#### [TASK REQUIREMENTS]
Could you give back the data from the line containing "Please scan the above image. Is any blue" through the line containing "[0, 0, 500, 165]", swapping "blue sky" for "white cloud" and leaving everything else unchanged?

━━━ INPUT ━━━

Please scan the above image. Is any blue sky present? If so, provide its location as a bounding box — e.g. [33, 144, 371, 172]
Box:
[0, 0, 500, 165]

━━━
━━━ INPUT ━━━

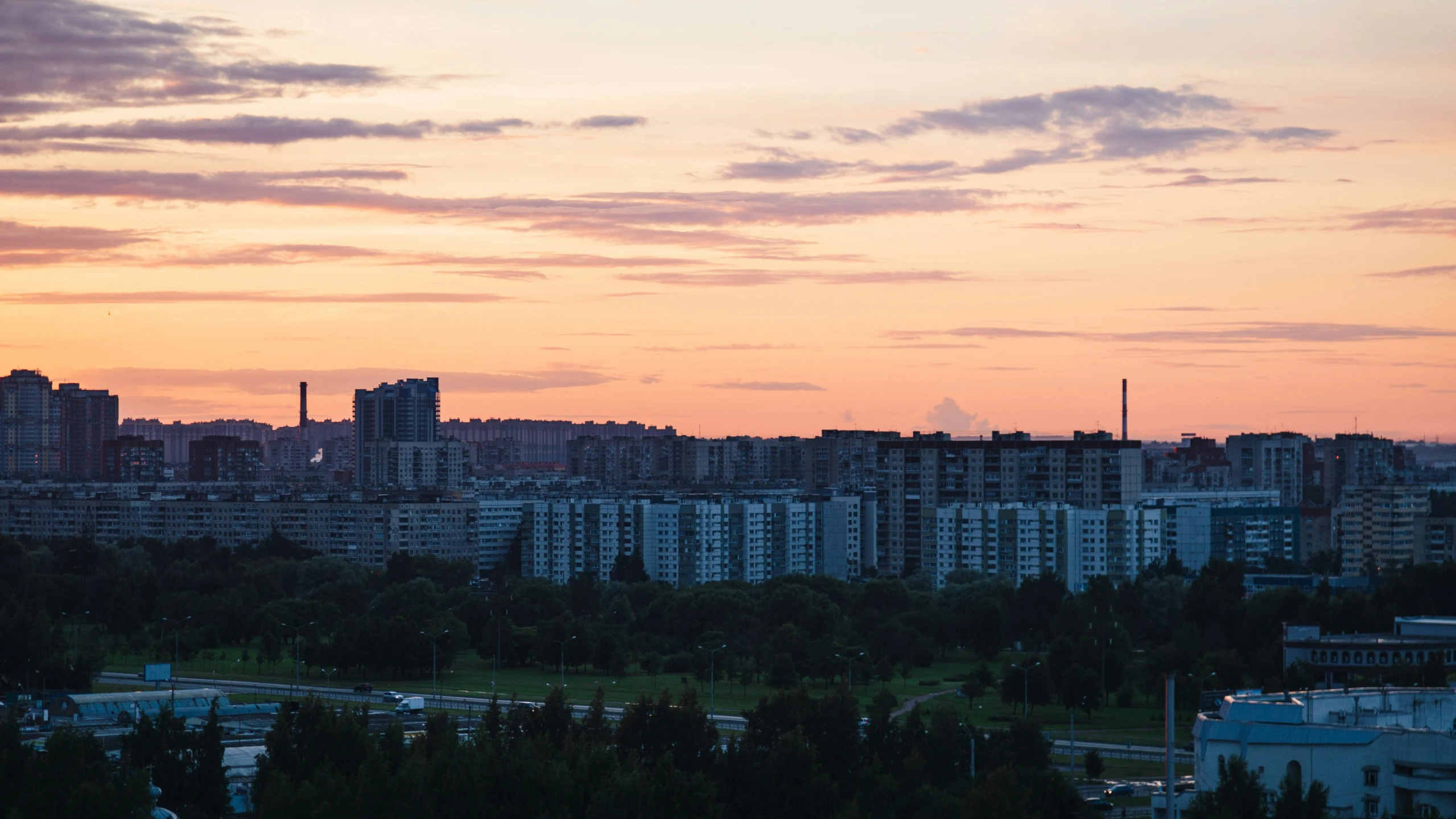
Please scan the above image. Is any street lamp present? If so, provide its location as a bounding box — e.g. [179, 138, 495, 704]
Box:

━━━
━━━ INPUT ━━━

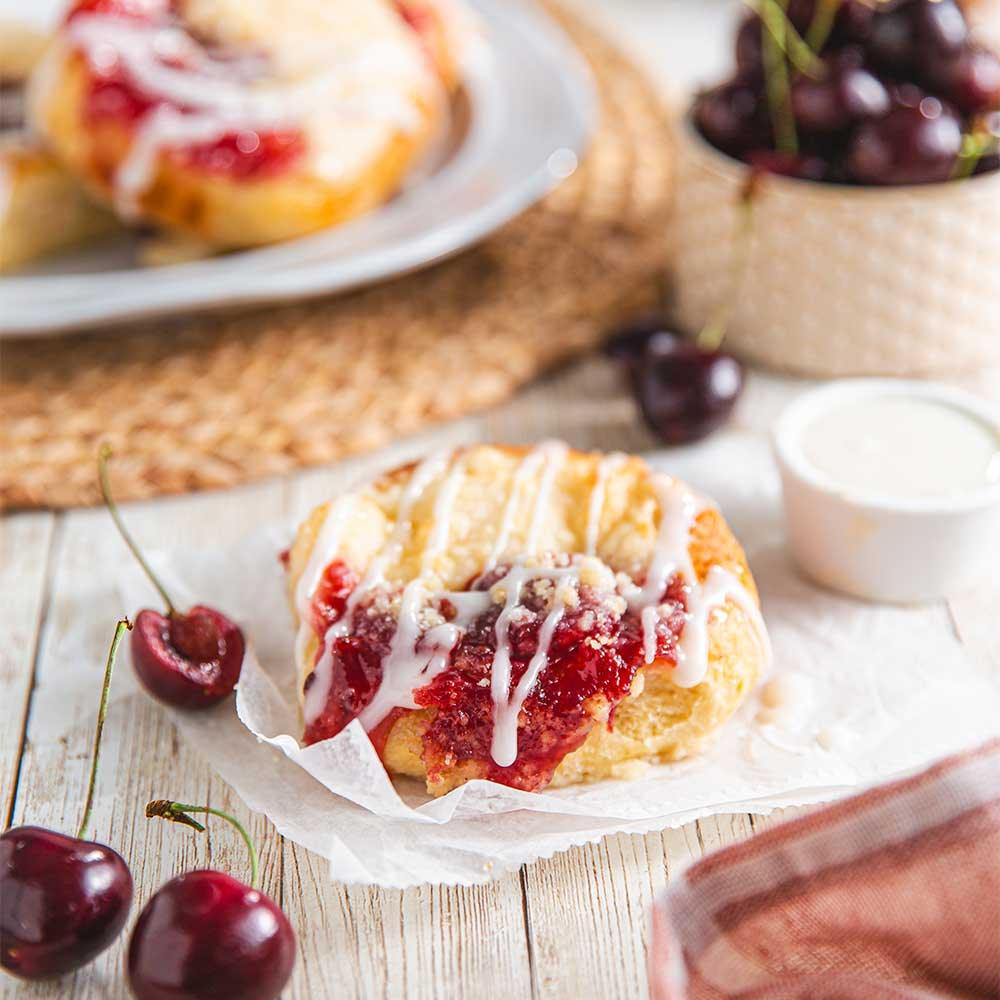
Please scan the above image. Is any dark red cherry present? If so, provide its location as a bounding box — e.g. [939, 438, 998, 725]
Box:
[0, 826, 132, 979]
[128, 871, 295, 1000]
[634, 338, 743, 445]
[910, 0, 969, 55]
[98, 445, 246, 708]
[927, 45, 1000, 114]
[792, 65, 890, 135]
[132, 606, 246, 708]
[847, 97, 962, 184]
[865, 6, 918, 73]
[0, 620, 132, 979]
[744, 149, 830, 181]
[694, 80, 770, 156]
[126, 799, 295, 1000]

━━━

#### [FULL OUTPUT]
Please scan the above image. Is any white cloud present? If so, provide its location as a bounding box — e.g. [33, 144, 371, 172]
Box:
[0, 0, 500, 165]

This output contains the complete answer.